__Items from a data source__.

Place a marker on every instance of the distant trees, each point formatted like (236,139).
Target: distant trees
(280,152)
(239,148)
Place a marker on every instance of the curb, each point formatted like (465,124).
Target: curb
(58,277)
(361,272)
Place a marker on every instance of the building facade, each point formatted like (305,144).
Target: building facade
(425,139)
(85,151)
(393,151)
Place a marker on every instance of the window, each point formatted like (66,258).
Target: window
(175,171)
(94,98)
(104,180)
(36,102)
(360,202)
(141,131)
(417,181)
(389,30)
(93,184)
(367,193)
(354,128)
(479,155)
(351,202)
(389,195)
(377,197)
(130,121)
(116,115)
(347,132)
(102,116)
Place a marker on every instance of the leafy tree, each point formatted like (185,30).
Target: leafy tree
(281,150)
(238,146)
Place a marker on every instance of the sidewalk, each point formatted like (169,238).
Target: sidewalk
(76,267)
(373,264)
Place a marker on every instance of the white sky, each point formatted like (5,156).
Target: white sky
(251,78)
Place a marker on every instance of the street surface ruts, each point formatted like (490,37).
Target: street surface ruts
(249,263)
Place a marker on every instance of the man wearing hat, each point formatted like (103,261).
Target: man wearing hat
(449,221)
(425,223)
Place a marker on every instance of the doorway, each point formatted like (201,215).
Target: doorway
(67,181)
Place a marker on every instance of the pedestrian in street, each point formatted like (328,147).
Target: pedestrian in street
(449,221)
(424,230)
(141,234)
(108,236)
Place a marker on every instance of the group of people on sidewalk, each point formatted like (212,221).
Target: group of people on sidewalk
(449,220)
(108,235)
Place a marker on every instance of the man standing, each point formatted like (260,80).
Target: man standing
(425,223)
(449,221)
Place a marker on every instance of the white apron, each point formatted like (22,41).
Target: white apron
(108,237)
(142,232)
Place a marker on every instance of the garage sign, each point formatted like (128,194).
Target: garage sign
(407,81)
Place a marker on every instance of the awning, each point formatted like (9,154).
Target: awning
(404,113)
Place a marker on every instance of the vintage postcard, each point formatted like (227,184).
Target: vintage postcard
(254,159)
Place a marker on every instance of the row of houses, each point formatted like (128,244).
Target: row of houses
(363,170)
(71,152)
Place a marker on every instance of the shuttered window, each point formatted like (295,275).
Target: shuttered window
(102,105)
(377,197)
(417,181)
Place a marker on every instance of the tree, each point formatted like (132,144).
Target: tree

__PROBLEM DESCRIPTION__.
Exact copies of all the records are to be printed.

__SOLUTION TO THIS PROBLEM__.
Place a marker on every instance of the distant trees, each point formatted like (236,139).
Target: distant trees
(280,152)
(239,148)
Place a marker on every instance of the curb, each point formatted like (465,124).
Target: curb
(58,277)
(361,272)
Place a marker on every instance of the building facade, each point formatted like (305,144).
Target: building facade
(425,139)
(85,151)
(393,151)
Place a marker on every instance of the window, each point formatted like (66,258).
Target: window
(175,171)
(94,98)
(104,180)
(36,102)
(360,202)
(141,131)
(417,181)
(389,30)
(93,184)
(367,193)
(354,128)
(479,155)
(351,202)
(389,195)
(377,197)
(130,121)
(116,115)
(347,132)
(102,116)
Place a marker on every instance of the leafy tree, each point formatted like (185,30).
Target: leafy tree
(281,150)
(238,146)
Place a marker on every instance of the sidewalk, each point formatted like (169,238).
Target: sidewalk
(76,267)
(373,264)
Place a marker on every instance of the white sky, each point formatted like (5,156).
Target: white sky
(251,78)
Place a marker on every instance of the street surface ruts, each point formatted like (490,37).
Target: street surface ruts
(249,263)
Place a marker on every instance of the man wearing hat, each point formatted like (103,261).
Target: man wearing hat
(449,221)
(425,223)
Place a marker on every instance of the doorway, each point formatted like (201,215).
Target: doorway
(67,181)
Place a marker on every instance of the pedestrian in street, each point formatted like (328,147).
Target: pedestrian in street
(449,221)
(424,230)
(141,234)
(108,236)
Place a marker on every instance of the group of people on sidewalk, each point formatted like (212,221).
Target: group of people on sidewalk
(449,220)
(108,235)
Place a marker on every instance of the man standing, each point formatted like (260,80).
Target: man standing
(425,223)
(449,221)
Place a marker on every instance of the white apron, each point formatted like (22,41).
Target: white apron
(108,237)
(142,232)
Place a marker on every instance of the garage sign, each point formatted like (128,194).
Target: garage sign
(407,81)
Place a marker on every instance of the awning, each point formatted like (9,154).
Target: awning
(404,113)
Place a marker on every instance of the vintage postcard, each point formatted like (227,184).
Target: vintage postcard
(254,159)
Place a marker on every instance of the row of houses, each point formatted like (128,244).
Target: row of houses
(363,170)
(71,152)
Place a marker on every instance of the shuttered window, each point formatted like (295,275).
Target: shuttered window
(102,105)
(377,197)
(417,181)
Place a marker on every instance of the tree, each point formatted like (132,144).
Target: tree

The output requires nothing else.